Rewrite the data below, starting with the line that contains "the red sign" and continuing through the end of the data, both ends included. Keep the requests and their format samples unchanged. In the answers, multiply every x and y coordinate by 1.65 and round each to a whole number, with halves rounding up.

________

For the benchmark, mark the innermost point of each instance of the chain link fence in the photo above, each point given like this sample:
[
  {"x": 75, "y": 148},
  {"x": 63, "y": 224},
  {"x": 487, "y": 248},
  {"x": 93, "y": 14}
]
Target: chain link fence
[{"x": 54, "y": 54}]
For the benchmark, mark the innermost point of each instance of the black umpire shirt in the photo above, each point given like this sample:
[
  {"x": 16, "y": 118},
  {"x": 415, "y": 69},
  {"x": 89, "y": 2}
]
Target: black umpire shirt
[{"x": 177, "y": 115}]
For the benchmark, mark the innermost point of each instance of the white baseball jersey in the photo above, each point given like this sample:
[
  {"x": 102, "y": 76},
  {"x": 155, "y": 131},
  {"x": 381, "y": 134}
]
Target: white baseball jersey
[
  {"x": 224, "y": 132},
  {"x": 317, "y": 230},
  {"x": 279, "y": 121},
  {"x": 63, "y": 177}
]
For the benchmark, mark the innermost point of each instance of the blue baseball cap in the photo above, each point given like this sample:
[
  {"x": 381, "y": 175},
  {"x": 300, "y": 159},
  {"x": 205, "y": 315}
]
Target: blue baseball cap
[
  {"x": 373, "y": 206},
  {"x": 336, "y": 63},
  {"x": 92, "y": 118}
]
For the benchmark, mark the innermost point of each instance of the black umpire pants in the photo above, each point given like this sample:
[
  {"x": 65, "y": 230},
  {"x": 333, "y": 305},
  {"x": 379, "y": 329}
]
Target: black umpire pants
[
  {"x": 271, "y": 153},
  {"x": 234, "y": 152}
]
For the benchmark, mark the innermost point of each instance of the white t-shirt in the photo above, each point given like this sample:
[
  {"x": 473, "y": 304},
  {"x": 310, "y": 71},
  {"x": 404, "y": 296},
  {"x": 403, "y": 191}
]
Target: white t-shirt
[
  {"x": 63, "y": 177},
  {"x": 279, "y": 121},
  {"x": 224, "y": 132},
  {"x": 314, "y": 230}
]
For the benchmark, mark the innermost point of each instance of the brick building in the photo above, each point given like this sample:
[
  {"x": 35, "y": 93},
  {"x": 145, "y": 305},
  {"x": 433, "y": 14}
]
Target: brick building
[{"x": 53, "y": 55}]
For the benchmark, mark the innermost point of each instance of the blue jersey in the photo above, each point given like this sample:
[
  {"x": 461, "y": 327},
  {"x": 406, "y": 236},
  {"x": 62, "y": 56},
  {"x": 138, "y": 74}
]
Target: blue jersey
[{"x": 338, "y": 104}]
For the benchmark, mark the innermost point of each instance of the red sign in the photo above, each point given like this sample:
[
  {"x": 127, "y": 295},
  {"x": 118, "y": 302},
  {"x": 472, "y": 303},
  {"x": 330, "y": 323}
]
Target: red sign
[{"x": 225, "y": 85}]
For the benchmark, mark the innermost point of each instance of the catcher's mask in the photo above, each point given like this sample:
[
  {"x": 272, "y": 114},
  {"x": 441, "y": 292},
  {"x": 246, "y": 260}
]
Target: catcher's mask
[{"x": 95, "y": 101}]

________

TASK OUTPUT
For the benchmark, mark the innermost point of each instance of the red sign in the photo above, each point given like this sample:
[
  {"x": 127, "y": 295},
  {"x": 118, "y": 302},
  {"x": 472, "y": 303},
  {"x": 330, "y": 323}
]
Target: red sign
[{"x": 371, "y": 140}]
For the benchmark, mark the innermost point of each instance of the catcher's mask in the photo above, each point given like this sample:
[
  {"x": 272, "y": 114},
  {"x": 441, "y": 292},
  {"x": 246, "y": 260}
]
Target: catcher's mask
[{"x": 157, "y": 167}]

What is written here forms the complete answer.